**ABOUT THIS TASK**
Repeat verbatim, and only, the lines of the data below, beginning at the line that contains "Task: confirm every instance of the locomotive roof" and stopping after the line that contains "Sample output: [[14, 197]]".

**EXERCISE DATA**

..........

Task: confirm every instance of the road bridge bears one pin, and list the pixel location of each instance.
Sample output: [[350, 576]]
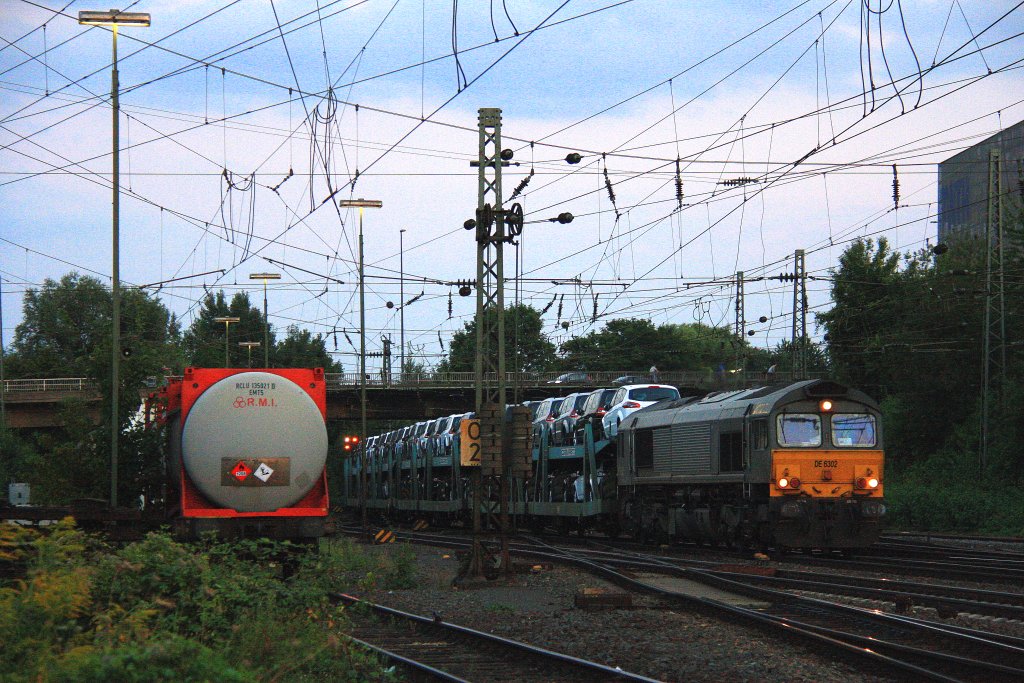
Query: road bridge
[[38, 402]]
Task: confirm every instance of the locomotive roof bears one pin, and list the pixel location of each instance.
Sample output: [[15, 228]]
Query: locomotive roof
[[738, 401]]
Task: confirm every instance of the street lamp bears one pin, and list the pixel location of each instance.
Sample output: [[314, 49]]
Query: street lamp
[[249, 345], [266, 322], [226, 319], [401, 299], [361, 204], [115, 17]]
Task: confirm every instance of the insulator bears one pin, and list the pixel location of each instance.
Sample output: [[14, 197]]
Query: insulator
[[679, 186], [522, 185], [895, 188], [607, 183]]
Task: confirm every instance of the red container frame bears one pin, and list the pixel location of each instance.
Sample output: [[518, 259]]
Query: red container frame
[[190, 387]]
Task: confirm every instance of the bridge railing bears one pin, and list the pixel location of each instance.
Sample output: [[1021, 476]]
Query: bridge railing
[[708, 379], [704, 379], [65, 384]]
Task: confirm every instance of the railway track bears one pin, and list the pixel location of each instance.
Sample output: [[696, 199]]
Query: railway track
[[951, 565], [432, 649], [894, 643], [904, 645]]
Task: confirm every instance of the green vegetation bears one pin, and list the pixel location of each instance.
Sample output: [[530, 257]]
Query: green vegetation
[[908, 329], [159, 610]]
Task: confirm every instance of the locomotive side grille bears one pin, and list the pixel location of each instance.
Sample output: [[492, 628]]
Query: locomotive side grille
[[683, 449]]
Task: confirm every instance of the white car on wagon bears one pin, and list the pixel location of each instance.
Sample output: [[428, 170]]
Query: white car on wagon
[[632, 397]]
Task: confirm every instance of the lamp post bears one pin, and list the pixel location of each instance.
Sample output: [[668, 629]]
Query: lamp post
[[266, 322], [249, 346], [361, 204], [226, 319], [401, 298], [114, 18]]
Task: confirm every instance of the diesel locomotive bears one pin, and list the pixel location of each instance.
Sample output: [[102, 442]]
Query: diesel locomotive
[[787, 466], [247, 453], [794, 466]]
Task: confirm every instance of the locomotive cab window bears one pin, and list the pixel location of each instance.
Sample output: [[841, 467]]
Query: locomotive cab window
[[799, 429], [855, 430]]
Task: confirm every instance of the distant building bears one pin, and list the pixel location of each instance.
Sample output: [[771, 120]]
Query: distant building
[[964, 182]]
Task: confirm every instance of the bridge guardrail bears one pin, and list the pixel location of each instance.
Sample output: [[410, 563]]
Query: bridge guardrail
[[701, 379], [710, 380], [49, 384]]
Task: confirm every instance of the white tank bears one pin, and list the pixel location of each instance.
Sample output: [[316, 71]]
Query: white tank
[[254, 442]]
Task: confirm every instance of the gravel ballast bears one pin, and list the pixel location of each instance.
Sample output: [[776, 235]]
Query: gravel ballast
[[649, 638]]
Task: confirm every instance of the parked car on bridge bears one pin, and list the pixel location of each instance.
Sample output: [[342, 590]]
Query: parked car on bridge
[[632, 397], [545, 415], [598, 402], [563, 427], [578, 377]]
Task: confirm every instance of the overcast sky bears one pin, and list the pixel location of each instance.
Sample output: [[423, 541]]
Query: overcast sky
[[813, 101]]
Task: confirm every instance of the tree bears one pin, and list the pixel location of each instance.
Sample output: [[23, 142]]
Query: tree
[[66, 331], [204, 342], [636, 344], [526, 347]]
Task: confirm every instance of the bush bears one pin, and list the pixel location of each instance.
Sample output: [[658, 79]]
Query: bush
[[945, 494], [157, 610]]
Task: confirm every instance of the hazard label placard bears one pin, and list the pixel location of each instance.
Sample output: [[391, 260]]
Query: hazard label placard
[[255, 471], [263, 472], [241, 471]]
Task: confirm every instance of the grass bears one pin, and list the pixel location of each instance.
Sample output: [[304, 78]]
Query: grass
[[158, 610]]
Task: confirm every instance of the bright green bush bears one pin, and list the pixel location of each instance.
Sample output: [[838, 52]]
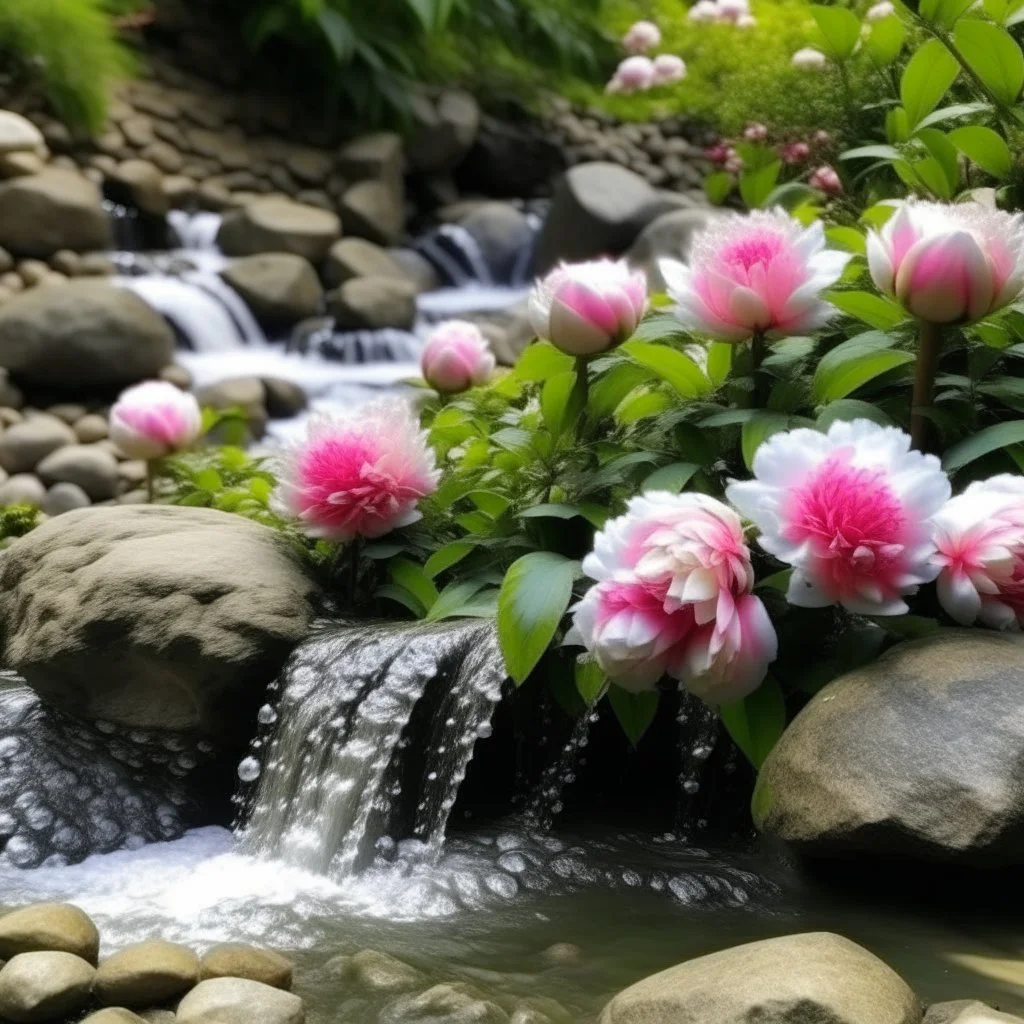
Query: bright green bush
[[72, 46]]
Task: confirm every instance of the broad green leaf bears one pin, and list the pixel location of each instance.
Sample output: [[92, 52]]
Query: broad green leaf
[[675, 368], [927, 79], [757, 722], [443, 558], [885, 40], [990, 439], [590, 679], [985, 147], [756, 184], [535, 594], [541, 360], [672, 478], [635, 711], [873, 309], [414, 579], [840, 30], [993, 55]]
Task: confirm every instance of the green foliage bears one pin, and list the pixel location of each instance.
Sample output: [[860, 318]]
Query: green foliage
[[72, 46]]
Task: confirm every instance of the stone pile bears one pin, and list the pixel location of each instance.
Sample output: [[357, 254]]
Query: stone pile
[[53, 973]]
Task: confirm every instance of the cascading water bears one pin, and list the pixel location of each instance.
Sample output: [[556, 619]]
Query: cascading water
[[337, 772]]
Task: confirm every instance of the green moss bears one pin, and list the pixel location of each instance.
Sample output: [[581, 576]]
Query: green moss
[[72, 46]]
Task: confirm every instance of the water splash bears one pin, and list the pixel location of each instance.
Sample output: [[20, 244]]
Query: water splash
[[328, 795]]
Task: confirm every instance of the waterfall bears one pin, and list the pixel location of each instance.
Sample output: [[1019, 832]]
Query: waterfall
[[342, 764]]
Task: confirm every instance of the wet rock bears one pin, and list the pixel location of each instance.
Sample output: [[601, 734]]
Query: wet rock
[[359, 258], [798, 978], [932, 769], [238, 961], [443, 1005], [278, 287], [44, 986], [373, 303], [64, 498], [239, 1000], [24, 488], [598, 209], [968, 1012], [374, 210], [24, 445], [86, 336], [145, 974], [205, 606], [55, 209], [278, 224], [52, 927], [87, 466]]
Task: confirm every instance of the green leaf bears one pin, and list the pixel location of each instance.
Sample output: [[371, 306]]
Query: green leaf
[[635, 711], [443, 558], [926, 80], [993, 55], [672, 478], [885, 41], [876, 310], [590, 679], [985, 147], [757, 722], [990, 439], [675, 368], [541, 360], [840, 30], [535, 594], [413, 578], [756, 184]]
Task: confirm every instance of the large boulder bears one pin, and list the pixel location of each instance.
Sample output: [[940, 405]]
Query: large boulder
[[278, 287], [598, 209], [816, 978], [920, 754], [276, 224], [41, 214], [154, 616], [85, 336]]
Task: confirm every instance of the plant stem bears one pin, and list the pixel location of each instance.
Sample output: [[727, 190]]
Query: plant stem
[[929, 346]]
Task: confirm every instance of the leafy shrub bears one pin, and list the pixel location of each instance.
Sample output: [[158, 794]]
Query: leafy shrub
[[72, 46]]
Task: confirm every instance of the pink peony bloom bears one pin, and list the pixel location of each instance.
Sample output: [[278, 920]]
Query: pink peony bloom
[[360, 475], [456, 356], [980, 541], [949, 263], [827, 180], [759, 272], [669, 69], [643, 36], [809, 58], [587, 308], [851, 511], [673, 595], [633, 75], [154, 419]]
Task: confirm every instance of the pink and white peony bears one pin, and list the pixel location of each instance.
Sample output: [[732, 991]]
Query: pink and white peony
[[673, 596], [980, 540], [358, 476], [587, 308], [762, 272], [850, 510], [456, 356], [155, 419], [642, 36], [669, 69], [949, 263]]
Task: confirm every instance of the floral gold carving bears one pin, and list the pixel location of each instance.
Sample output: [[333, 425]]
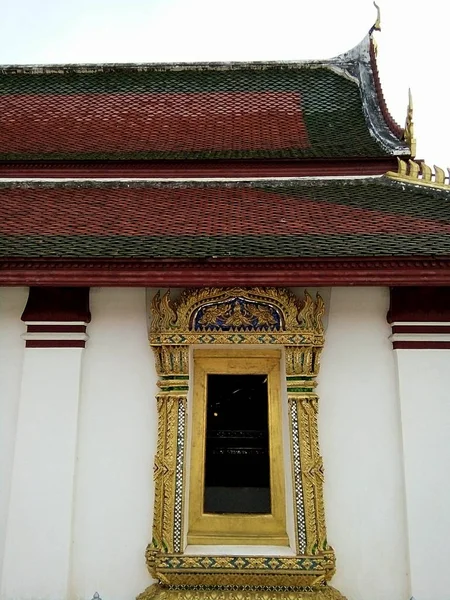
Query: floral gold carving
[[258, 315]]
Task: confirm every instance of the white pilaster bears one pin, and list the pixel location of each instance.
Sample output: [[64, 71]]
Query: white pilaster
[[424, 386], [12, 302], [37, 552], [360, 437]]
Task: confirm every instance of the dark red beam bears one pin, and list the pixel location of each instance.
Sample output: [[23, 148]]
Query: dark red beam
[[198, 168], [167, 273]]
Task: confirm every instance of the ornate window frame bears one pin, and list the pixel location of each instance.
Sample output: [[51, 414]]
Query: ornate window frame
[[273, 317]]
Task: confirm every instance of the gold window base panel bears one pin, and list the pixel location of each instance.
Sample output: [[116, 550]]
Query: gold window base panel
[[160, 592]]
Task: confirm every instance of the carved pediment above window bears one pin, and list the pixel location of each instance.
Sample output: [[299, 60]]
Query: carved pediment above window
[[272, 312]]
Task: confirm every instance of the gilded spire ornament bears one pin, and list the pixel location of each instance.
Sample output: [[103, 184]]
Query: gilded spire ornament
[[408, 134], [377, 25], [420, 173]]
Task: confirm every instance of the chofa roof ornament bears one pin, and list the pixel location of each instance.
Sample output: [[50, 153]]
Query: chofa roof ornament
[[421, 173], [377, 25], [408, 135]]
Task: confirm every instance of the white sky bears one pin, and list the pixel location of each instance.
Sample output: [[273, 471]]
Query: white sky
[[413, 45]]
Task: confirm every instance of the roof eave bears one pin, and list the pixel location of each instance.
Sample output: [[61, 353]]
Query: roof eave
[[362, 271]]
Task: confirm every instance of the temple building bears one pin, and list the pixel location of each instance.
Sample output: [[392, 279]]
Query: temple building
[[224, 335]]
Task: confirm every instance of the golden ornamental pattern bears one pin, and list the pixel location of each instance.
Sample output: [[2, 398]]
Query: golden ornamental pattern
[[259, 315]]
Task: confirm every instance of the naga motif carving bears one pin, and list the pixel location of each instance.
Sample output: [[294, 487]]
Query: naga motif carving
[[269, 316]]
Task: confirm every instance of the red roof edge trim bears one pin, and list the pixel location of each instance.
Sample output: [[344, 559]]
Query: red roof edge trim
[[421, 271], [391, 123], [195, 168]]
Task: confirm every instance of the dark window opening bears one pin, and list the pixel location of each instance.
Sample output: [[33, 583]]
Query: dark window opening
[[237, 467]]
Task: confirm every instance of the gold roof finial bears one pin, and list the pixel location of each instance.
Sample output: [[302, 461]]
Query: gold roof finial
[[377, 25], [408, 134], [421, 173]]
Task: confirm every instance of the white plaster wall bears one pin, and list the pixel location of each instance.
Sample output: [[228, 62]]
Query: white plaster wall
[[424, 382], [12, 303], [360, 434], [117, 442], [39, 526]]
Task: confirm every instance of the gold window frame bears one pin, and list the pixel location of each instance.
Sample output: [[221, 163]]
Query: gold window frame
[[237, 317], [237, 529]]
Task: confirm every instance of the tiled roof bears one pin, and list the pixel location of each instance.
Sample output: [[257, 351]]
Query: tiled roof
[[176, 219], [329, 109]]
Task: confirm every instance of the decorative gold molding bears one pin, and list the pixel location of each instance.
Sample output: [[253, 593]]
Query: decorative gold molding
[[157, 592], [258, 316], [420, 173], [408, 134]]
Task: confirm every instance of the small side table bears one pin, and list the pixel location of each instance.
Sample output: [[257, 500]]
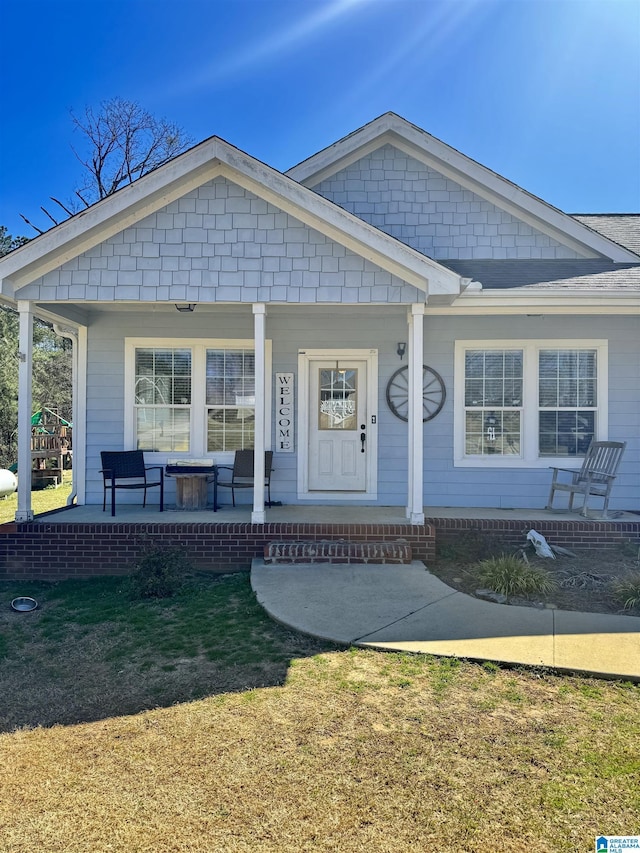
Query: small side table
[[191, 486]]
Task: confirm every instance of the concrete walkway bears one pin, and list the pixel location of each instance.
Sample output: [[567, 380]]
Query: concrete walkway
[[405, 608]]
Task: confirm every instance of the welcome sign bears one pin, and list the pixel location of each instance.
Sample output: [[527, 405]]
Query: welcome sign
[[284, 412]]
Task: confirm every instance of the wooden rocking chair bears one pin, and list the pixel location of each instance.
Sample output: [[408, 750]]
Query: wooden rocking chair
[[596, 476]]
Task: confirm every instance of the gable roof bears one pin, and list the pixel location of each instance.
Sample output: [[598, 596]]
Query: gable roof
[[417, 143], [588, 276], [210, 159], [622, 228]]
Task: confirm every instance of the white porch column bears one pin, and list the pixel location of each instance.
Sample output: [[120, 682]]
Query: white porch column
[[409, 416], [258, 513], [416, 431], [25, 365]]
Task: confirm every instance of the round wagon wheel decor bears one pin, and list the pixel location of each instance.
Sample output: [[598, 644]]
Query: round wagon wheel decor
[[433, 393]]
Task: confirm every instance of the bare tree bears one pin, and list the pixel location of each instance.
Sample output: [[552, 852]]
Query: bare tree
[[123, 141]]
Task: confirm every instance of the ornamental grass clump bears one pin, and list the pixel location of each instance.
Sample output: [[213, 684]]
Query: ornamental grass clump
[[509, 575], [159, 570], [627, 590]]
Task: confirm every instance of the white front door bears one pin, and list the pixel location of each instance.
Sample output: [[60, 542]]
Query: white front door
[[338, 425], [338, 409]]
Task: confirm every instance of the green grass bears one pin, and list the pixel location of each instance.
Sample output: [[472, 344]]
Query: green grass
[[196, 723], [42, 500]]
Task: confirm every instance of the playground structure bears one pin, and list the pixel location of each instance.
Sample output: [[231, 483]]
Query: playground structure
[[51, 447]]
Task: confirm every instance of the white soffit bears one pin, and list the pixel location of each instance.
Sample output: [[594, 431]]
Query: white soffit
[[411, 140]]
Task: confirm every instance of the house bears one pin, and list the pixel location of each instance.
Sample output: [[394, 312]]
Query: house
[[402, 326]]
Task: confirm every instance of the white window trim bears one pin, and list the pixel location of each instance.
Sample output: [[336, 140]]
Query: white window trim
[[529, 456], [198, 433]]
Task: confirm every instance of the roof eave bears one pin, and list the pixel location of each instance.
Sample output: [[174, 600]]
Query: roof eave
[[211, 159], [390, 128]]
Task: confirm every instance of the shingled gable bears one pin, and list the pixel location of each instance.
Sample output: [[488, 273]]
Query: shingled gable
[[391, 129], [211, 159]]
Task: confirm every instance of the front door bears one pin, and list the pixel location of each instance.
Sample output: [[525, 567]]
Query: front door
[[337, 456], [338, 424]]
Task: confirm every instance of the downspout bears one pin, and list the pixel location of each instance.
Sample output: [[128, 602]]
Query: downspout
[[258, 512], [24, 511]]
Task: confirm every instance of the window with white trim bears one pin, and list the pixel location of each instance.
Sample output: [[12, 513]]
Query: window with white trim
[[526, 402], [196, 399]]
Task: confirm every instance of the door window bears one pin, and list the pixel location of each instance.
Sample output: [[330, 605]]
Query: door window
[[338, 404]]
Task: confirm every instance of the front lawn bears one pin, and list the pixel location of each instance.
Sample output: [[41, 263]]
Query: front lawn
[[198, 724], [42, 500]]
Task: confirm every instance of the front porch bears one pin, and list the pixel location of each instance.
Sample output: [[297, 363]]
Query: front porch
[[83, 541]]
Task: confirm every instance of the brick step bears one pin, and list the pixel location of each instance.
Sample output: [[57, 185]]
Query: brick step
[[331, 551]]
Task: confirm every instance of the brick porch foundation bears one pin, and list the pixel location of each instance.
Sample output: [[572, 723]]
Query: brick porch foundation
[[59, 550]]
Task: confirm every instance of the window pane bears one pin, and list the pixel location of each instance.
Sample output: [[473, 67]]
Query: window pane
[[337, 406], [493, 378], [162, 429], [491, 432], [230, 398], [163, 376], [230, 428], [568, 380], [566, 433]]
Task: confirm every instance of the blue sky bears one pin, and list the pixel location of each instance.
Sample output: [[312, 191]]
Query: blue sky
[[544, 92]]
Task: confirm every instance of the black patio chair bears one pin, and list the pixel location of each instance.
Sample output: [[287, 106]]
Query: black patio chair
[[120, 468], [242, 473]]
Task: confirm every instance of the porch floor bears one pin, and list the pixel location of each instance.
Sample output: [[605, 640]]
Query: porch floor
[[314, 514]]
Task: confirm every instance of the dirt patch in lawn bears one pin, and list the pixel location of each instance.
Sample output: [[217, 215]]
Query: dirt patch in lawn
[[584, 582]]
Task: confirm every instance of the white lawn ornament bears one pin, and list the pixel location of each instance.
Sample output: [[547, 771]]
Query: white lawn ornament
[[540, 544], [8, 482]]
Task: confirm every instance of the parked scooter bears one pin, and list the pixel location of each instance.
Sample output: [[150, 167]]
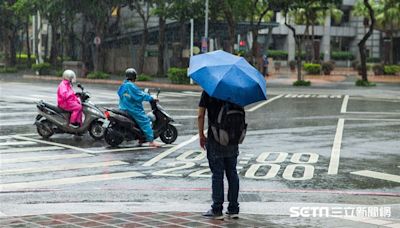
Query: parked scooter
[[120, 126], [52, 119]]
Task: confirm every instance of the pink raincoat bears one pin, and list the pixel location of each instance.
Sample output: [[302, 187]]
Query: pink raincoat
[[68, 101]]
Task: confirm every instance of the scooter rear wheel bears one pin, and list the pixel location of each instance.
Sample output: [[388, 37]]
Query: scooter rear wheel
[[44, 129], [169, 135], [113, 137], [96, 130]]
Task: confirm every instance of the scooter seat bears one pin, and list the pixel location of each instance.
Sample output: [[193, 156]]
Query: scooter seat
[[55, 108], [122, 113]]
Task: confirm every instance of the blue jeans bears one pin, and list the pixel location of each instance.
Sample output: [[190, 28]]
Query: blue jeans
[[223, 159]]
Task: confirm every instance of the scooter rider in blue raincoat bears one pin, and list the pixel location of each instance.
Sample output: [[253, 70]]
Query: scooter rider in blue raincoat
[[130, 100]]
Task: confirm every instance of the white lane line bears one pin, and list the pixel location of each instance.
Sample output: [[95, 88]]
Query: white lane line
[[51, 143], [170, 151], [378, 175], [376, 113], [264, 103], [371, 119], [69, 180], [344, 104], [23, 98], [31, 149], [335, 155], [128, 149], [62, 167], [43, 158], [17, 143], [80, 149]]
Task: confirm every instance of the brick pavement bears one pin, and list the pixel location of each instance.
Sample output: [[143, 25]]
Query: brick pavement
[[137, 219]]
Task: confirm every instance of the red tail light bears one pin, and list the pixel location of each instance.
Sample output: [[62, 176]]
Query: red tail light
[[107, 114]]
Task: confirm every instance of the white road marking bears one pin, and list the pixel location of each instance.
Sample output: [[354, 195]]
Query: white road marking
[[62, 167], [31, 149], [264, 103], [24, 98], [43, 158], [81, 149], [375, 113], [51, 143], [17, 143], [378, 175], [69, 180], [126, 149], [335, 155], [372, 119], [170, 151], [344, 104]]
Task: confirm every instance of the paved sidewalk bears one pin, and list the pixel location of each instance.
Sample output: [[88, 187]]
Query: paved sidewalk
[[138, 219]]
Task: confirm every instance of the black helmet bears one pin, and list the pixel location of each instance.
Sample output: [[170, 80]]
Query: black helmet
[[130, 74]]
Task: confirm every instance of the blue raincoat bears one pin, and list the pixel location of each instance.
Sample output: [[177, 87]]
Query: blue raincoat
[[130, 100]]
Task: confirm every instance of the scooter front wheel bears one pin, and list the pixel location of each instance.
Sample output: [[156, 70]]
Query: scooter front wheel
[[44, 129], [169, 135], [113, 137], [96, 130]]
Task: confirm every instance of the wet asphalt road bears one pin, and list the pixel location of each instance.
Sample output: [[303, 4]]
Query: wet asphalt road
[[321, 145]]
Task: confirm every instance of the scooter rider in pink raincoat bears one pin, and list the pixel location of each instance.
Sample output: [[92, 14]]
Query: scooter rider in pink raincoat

..........

**RESPONSE**
Task: confirm every instance of the locomotive roof bears one pin, and list the pixel location of each instance.
Sample output: [[15, 228]]
Query: locomotive roof
[[738, 401]]
Task: confirm every instance of the street lamp bears one pin, and list the pixel location of each instance.
Sample output: [[314, 49]]
Query: street lamp
[[249, 345], [266, 322], [226, 319], [401, 299], [361, 204], [115, 17]]
Task: confirm every instance of the insulator bears one pin, and list the pixel location of each instance.
Sample output: [[14, 197]]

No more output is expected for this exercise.